Your objective → Return each line below that contains the word "pink". Match case exactly.

Data shown →
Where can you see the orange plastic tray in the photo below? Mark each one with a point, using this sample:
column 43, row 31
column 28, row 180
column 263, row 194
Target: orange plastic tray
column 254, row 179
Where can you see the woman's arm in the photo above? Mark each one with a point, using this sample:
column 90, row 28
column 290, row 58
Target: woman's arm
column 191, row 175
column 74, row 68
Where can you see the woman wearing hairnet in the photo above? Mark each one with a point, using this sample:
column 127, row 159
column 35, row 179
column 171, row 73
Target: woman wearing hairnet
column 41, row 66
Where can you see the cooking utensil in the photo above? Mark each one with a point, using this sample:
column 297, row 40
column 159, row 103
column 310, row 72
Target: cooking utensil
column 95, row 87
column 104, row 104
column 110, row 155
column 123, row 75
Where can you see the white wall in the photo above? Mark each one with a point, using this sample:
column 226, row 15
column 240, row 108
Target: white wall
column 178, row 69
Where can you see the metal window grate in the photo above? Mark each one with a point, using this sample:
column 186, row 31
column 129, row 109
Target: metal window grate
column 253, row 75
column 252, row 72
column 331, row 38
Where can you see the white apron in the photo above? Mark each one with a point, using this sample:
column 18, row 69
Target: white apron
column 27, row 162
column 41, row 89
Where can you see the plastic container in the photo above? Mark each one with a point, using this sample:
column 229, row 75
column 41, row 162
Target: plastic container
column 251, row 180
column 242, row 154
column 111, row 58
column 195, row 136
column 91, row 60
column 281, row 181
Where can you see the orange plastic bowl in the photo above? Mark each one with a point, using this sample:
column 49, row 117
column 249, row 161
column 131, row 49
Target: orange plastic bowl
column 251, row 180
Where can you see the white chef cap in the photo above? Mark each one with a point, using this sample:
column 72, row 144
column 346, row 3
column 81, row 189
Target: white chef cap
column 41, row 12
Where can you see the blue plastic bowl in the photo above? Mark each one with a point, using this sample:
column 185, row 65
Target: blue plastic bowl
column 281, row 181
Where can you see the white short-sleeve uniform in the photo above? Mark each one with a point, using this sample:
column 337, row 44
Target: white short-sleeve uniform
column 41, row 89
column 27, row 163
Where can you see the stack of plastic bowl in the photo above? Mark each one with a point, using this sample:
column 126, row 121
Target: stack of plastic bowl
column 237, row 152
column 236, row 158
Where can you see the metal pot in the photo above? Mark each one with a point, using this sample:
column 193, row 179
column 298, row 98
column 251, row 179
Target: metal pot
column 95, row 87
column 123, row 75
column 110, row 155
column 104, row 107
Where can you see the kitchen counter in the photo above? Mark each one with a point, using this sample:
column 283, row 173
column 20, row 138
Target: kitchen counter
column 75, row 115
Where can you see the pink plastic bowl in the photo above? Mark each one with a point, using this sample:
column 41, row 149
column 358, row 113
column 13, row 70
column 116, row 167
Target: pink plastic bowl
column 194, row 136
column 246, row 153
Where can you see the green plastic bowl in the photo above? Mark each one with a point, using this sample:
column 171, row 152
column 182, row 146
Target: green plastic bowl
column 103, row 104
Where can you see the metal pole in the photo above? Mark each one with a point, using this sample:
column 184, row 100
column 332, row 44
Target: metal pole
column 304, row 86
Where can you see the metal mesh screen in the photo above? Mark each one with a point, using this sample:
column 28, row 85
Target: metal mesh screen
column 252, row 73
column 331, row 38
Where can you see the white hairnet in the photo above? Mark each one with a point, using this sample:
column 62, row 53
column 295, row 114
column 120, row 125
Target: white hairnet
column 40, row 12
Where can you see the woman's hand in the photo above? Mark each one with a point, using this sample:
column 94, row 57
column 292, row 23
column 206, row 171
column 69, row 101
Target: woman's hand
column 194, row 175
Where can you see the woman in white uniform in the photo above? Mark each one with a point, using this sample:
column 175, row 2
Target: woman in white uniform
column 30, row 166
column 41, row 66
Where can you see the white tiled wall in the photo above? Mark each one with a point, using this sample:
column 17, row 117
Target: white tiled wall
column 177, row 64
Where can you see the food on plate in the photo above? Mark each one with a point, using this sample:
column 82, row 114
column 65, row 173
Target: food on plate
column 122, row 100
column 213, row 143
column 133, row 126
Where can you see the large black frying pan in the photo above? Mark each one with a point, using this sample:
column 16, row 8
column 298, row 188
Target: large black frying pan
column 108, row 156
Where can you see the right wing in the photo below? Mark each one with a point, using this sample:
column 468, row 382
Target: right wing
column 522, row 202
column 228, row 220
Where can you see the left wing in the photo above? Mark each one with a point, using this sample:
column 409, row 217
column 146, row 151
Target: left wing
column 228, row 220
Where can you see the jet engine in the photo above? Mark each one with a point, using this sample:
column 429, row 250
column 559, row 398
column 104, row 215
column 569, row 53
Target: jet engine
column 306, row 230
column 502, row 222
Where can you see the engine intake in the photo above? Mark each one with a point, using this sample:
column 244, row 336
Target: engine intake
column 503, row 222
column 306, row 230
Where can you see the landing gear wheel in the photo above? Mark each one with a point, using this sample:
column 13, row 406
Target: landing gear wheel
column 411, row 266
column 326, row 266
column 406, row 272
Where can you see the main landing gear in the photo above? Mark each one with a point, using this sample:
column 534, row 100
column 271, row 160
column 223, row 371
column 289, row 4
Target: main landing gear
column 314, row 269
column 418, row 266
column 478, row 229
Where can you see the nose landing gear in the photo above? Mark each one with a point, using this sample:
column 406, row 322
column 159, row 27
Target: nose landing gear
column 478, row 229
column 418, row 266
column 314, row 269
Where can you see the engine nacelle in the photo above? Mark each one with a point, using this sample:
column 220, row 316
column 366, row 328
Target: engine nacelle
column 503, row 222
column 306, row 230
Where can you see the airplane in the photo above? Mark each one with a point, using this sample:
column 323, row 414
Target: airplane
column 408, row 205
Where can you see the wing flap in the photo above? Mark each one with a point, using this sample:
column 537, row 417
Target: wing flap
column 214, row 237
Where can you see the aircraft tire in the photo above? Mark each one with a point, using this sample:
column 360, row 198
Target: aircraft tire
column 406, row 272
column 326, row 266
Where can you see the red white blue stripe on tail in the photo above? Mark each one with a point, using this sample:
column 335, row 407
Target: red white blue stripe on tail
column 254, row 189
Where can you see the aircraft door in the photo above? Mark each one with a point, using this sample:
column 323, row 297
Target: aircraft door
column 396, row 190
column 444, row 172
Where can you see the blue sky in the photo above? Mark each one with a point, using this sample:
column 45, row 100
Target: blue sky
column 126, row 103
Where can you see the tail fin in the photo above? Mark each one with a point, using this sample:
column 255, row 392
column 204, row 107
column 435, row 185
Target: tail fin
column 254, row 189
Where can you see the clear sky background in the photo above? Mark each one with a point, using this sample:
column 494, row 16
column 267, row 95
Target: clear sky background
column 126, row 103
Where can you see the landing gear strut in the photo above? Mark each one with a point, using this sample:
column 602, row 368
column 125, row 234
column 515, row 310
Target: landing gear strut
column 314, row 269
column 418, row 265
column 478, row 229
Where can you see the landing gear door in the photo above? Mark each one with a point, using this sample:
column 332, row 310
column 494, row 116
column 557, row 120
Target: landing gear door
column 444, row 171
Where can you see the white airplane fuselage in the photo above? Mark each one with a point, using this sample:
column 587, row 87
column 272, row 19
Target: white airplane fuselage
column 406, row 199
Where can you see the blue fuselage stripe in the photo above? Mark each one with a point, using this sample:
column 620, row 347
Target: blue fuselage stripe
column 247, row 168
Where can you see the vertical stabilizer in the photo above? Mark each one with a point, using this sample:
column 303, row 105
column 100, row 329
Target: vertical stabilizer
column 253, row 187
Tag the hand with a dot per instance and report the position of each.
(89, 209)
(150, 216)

--

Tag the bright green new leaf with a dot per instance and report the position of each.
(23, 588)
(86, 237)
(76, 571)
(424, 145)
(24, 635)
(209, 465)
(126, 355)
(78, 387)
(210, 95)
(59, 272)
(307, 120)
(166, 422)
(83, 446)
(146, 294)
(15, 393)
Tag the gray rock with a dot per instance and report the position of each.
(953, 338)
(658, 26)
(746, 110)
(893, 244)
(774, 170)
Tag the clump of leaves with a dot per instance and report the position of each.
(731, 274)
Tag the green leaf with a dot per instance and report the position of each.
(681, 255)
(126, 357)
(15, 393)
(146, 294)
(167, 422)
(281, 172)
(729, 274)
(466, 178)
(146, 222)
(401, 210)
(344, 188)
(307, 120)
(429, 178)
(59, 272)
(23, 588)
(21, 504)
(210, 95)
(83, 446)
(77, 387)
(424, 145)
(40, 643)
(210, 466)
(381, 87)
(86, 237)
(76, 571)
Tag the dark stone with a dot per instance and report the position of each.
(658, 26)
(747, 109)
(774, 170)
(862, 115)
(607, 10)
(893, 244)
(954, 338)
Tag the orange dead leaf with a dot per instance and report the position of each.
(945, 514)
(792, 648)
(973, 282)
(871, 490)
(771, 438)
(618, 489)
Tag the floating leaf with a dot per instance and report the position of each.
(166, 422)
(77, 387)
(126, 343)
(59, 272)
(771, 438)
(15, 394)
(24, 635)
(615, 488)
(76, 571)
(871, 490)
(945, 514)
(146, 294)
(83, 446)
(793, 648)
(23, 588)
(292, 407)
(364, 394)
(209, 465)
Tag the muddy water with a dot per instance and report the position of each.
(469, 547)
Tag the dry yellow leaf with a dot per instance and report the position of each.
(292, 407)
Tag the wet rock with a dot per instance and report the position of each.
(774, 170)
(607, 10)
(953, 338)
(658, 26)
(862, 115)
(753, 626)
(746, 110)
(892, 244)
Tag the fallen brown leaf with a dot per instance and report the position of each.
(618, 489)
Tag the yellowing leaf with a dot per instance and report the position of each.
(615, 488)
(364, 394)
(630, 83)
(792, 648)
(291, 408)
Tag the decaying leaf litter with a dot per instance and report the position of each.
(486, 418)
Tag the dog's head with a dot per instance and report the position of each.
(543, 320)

* * *

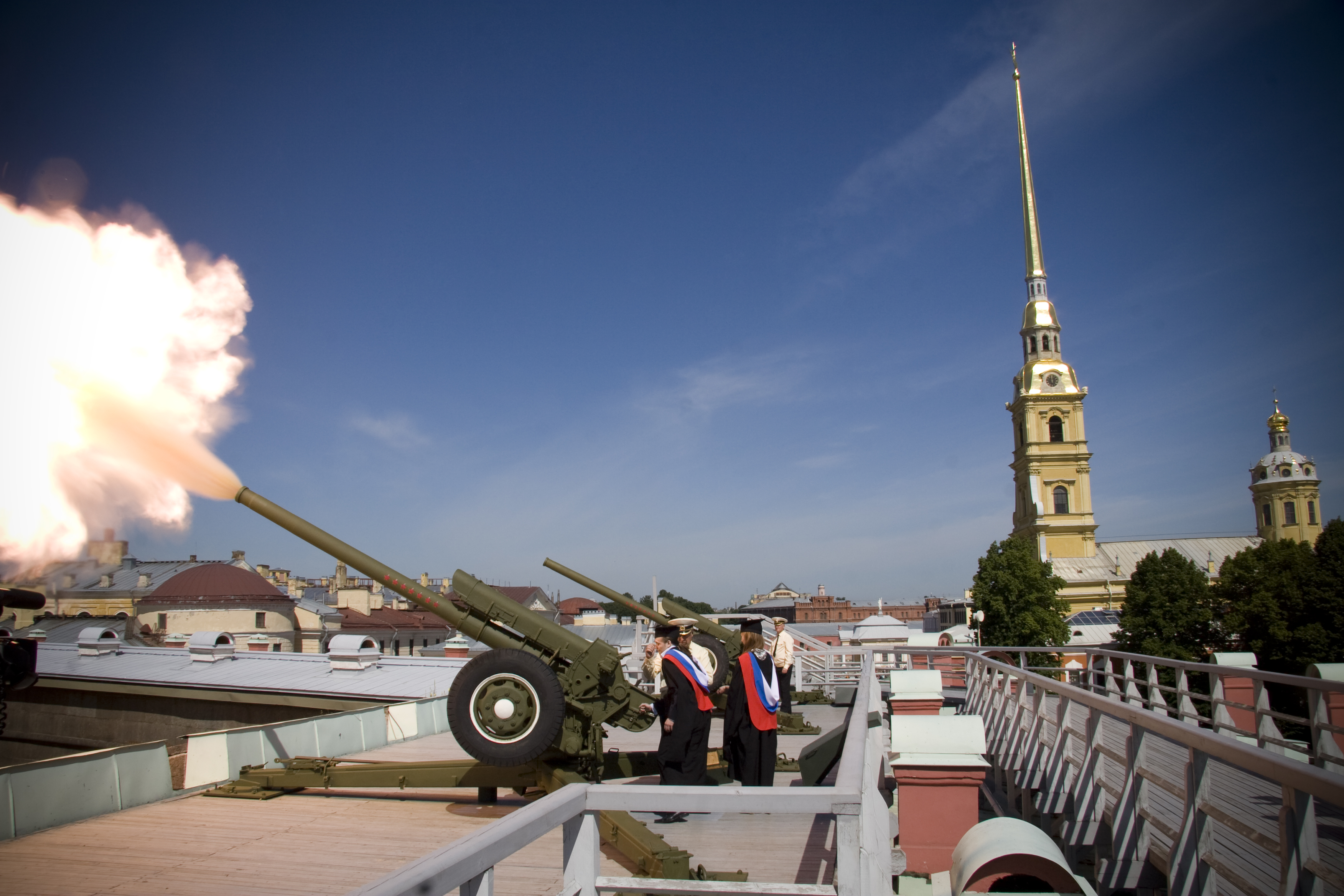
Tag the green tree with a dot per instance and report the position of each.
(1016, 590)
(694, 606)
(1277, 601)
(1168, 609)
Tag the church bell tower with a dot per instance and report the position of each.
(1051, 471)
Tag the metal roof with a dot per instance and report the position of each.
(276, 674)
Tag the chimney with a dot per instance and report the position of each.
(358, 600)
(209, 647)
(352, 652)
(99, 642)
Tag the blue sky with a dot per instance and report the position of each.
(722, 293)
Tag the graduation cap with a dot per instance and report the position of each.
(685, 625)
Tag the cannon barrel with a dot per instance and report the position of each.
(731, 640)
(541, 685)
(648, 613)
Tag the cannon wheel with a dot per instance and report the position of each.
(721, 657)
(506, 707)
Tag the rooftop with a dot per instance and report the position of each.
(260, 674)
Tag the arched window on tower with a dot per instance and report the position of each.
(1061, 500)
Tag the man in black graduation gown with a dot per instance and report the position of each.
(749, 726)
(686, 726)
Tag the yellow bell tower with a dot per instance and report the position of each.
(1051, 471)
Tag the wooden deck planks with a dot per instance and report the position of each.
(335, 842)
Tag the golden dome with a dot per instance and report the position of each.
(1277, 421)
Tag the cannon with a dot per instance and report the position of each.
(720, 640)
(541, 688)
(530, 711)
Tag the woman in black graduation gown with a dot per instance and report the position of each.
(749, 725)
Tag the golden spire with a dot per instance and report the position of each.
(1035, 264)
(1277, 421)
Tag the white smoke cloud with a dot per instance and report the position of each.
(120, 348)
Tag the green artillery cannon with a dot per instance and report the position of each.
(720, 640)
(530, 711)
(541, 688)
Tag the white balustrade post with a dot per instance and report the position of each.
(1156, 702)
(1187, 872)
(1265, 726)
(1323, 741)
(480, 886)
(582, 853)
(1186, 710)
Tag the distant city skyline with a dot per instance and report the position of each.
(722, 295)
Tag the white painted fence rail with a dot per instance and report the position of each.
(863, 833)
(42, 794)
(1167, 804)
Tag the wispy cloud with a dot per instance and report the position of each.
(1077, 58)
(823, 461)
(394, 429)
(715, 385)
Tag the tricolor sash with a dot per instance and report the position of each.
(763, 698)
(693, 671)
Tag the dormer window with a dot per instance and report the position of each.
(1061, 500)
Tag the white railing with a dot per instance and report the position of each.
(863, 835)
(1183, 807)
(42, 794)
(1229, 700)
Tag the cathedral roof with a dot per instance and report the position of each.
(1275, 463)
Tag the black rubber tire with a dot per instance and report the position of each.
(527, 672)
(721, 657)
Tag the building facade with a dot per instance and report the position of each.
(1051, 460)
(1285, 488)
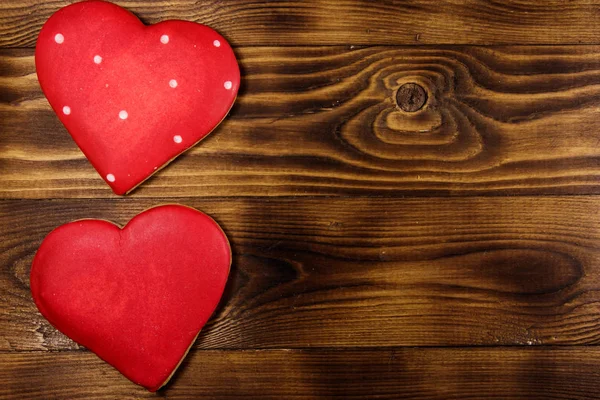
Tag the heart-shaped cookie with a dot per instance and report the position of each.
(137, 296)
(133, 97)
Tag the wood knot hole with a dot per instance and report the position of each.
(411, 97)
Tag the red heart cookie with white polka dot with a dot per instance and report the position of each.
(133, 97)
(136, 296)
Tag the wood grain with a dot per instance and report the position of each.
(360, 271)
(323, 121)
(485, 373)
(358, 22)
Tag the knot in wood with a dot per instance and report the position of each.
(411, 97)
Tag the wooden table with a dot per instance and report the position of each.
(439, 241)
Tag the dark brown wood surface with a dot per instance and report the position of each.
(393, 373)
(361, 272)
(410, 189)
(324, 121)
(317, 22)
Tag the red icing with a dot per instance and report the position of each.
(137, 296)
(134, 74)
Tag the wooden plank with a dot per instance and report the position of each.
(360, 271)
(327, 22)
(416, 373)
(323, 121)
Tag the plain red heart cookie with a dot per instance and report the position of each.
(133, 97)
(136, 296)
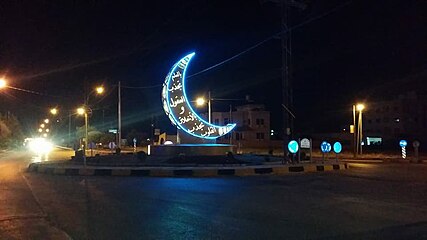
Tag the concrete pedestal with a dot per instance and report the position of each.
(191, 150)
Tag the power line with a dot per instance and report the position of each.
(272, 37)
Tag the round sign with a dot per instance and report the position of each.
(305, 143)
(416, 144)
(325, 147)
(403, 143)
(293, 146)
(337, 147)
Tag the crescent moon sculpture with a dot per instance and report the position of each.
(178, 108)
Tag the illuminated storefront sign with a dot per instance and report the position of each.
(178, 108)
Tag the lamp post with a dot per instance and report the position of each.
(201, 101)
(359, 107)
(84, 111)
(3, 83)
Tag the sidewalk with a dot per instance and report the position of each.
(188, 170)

Result below →
Where can you see the pink plastic bowl in the photo above? Mark each one with a point, using this sample:
Target: pink plastic bowl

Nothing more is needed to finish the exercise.